* [ASSIGNMENT]:
The article below on HEPA air purifiers names the kinds of particles that a HEPA filter removes. List every one of them.

--- SUPPLIED PASSAGE ---

Portable air purifiers with high-efficiency particulate air (HEPA) filters could help millions of Australian families enjoy healthier indoor air during major bushfire events, a new study has found.

As Australia prepares for a difficult bushfire season, a study by the CSIRO has found that HEPA filters which are fitted in portable air cleaners have the potential – when used appropriately – to improve indoor air quality by 30-74 percent during prescribed burns and bushfire events.

Published in Public Health Research & Practice, the study involved researchers monitoring indoor and outdoor concentrations of fine particular matter – otherwise known as PM2.5 – during prescribed burn periods.

They calculated improvements to indoor air quality in nine homes when operating a portable air cleaner which were fitted with HEPA filters during a smoke episode.

The effectiveness of the filters was found to be dependent upon whether the home was compliant with the National Construction Code as homes with greater levels of airtightness are more efficient at preventing the infiltration of outdoor smoke.

The latest research comes as Australia faces the prospect of longer bushfire seasons and more intense bushfire conditions.

A previous CSIRO study showed that extreme fire weather days have increased in Australia by 56 per cent over the last four decades.

Whilst Australia’s air quality is generally good, this can be impacted by extreme events such as bushfires and wood heater emissions.

During the Black Summe Bushfires of 2020, at least 80 percent of Australians were exposed to smoke pollution, which was significantly associated with 417 deaths.

All up, Research from the University of Tasmania has shown around one-third of the Australian population is at elevated risk of developing smoke-associated illnesses during extreme smoke events.

These include 2.7 million Australians who are affected by asthma and around 7 million more who are at elevated risk of developing health problems during extreme smoke events.

In addition to actual bushfires, smoke pollution can be generated during controlled burns which are undertaken to reduce fuel loads and to mitigate risks associated with uncontrolled bushfires.

A range of portable air cleaners are available throughout Australia. However, these need to be fitted with a HEPA filter in order to be effective in trapping harmful smoke and reducing particulate matter indoors.

A HEPA filter refers to a filter that is certified to the HEPA standard as removing almost all particles (dust, smoke, dirt, moisture, bacteria etc.) which are small enough to be inhaled and penetrate deep into the lungs or even into the bloodstream.

Lead author and CSIRO scientist Dr Amanda Wheeler said the results deliver important evidence for agencies when providing advice during extreme weather events.

Whilst agencies have often recommended that vulnerable individuals stay inside and use portable air purifiers with HEPA filters to reduce their exposure to smoke risks, evidence that these in fact reduced exposure or health risks to fine particulate matter has been limited prior to the latest study.

“Staying inside and closing windows and doors during extreme smoke events is important, but ultimately what provides protection against smoke pollution indoors are air purifiers fitted with HEPA filters,” Wheeler said.

“Using more than one, if possible, inside houses is likely to lead to improved health outcomes.

“While the research was focussed on prescribed burns, the findings are relevant for protection during bushfire events more generally.

“They demonstrate that any smoke emissions, including from neighbouring houses’ wood heaters can be managed better.”

--- PROVIDED INFORMATION ---

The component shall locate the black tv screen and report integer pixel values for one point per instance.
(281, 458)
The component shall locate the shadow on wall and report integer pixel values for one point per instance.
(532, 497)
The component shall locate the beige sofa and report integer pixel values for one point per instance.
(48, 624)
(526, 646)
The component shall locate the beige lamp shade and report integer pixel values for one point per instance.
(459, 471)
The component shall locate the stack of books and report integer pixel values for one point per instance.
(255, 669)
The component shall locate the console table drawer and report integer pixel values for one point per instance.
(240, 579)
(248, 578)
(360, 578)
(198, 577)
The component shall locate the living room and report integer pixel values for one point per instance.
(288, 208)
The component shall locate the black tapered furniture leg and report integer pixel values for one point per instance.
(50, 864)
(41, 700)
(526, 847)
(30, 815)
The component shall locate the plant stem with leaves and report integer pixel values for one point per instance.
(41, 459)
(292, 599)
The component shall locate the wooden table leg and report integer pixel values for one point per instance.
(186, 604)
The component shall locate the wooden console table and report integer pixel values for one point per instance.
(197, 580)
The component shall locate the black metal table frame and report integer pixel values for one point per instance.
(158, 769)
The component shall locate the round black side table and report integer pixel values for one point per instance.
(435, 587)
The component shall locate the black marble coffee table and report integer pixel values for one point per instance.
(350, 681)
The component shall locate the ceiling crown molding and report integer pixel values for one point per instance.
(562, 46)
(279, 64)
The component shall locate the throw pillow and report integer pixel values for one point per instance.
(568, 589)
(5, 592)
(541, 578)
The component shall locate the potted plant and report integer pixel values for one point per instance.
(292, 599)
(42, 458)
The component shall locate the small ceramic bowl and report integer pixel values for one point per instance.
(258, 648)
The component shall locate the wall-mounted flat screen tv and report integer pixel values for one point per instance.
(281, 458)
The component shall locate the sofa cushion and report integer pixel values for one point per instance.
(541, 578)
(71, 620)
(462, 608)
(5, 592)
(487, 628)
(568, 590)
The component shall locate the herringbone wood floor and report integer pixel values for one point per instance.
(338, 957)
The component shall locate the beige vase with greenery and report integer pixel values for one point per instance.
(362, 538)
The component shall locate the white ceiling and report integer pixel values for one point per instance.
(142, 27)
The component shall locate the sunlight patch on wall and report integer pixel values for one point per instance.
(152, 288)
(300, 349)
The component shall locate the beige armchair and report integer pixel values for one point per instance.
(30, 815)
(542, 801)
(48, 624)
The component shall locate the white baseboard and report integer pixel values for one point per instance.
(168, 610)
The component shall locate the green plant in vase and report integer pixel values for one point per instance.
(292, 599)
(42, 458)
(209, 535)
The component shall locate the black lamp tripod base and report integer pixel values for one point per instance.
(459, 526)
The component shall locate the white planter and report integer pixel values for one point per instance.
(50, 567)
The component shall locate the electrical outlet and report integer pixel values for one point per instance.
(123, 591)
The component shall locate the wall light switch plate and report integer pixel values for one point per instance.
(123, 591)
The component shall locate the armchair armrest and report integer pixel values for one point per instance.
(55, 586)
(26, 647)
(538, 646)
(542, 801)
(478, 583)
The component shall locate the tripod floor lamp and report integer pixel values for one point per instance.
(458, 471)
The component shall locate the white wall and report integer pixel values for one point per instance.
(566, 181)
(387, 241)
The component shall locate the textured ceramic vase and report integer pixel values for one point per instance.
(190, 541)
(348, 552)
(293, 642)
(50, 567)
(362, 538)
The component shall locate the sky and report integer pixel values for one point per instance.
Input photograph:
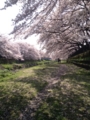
(6, 25)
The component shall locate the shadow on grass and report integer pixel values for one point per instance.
(16, 94)
(11, 104)
(63, 107)
(81, 77)
(70, 99)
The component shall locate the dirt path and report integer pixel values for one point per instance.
(52, 81)
(66, 96)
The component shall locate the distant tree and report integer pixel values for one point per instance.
(17, 51)
(62, 25)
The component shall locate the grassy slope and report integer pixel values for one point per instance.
(18, 87)
(68, 99)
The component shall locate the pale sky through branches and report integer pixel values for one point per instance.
(6, 24)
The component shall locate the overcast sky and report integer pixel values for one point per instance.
(6, 25)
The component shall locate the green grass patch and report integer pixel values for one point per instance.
(18, 87)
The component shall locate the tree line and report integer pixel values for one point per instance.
(63, 26)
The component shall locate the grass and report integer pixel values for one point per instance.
(69, 99)
(18, 87)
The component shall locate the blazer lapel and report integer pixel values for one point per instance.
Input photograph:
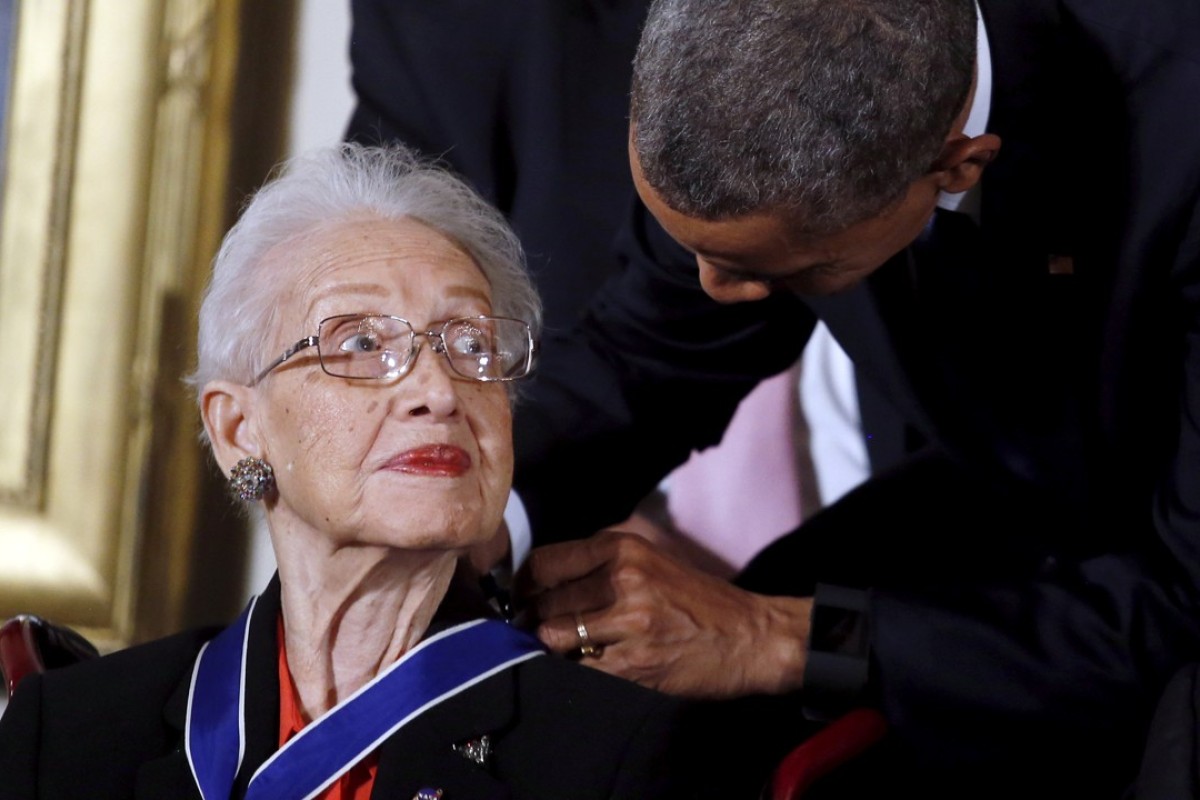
(423, 755)
(171, 776)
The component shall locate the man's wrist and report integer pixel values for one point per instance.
(837, 672)
(787, 632)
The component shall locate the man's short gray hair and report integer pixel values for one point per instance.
(323, 188)
(823, 109)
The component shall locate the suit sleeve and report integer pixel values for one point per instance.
(19, 741)
(653, 371)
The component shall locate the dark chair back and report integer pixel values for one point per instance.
(30, 644)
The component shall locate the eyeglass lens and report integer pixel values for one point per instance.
(370, 346)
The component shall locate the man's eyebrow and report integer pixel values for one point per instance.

---

* [TASK SOLUTION]:
Dust, smoke, dirt, moisture, bacteria